**** EXTRACT TO READ

Thread: Copying Sparse Files

  1. #1
    Registered User
    Join Date
    Sep 2014
    Posts
    6

    Angry Copying Sparse Files

    Hello all,

    I am toying around with a sample application that copies sparse files, but I haven't figured it out. I have tried to use read/write, but they seem to create dense files no matter what I try. My latest attempt is using fseek and fwrite/fread - what am I doing wrong?

    Code:
    #include <stdio.h>
    #include <stdlib.h>
    #include <unistd.h>
    #include <sys/stat.h>
    #include <fcntl.h>
    #include <error.h>
    #include <string.h>
    #include <unistd.h>
    #include <ctype.h>
    #include <stdint.h>
    
    
    #include <assert.h>
    
    
    #define BUF_SIZE 8192        // 8k ;)
    
    
    static off_t fsize(const char *filename);
    
    
    /**
     * fsize(const char *filename)
     * 
     * @brief Returns the filesize of a file using stat.h
     * @param filename
     * @return -1 if there is an error, zero or positive value otherwise
     */
    static off_t fsize(const char *filename)
    {
        struct stat st = { 0 };
    
    
        if (stat(filename, &st) == 0) {
    
    
            return st.st_size;
        }
    
    
        return (-1);
    }
    
    
    int main(int argc, char **argv)
    {
        FILE *inputFD = NULL;
        FILE *outputFD = NULL;
        char buf[8192] = { };
        ssize_t file_size = 0;
        ssize_t apparent_size = 0;
    
    
        /* Open a file descriptor for the input file */
        if ((inputFD = fopen(argv[1], "r")) == NULL) {
            perror("Error opening input file descriptor");
            return (-1);
        }
    
    
        /* Determine the file_size of the input file */
        if ((apparent_size = fsize(argv[1])) < 0) {
            perror("Unable to determine accurate size of file");
            return (-1);
        }
        printf("file's apparent size:%i\n",(unsigned int)apparent_size);
    
    
        /* Open a file descriptor for the output file */
        if ((outputFD = fopen(argv[2], "w")) == NULL) {
            perror("Error opening output file descriptor");
            return (-1);
        }
    
    
        //~ /* Lets advise the kernel that we are going to attempt a long
         //~ * sequential write */
        //~ if (posix_fadvise(inputFD, 0, 0, POSIX_FADV_SEQUENTIAL) < 0) {
            //~ perror
                //~ ("Unable to advise the kernel for the upcoming sequential write");
            //~ // Continue anyways...

********
**** DATA LINES

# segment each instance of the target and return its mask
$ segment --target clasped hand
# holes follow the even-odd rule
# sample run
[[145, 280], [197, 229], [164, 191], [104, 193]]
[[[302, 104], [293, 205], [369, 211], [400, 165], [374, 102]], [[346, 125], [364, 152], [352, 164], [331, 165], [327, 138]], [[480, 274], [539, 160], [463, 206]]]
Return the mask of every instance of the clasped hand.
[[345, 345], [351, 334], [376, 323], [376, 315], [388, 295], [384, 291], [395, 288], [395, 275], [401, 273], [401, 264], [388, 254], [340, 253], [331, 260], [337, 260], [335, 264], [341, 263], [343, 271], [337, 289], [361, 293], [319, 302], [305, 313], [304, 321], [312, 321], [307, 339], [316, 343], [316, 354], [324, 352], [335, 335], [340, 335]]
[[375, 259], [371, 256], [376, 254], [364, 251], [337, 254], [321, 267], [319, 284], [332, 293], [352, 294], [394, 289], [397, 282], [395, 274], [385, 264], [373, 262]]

********

CHALLENGE 1: Print the part of the sparse files thread starting with "if (stat(filename, &st)" and going on through "argc, char **argv)".
CHALLENGE 2: Decide whether each statement agrees with the sparse files thread, answering yes or no and quoting the words that decide it: (a) The poster's most recent attempt relies on fseek along with fwrite/fread. (b) BUF_SIZE is defined as 4096. (c) The fsize function returns zero when there is an error.
These records were taken from a different source than the text.

TASK ANSWER 1:
if (stat(filename, &st) == 0) {
    
    
            return st.st_size;
        }
    
    
        return (-1);
    }
    
    
    int main(int argc, char **argv)

TASK ANSWER 2:
(a) Yes: "My latest attempt is using fseek and fwrite/fread"
(b) No: "#define BUF_SIZE 8192"
(c) No: "@return -1 if there is an error"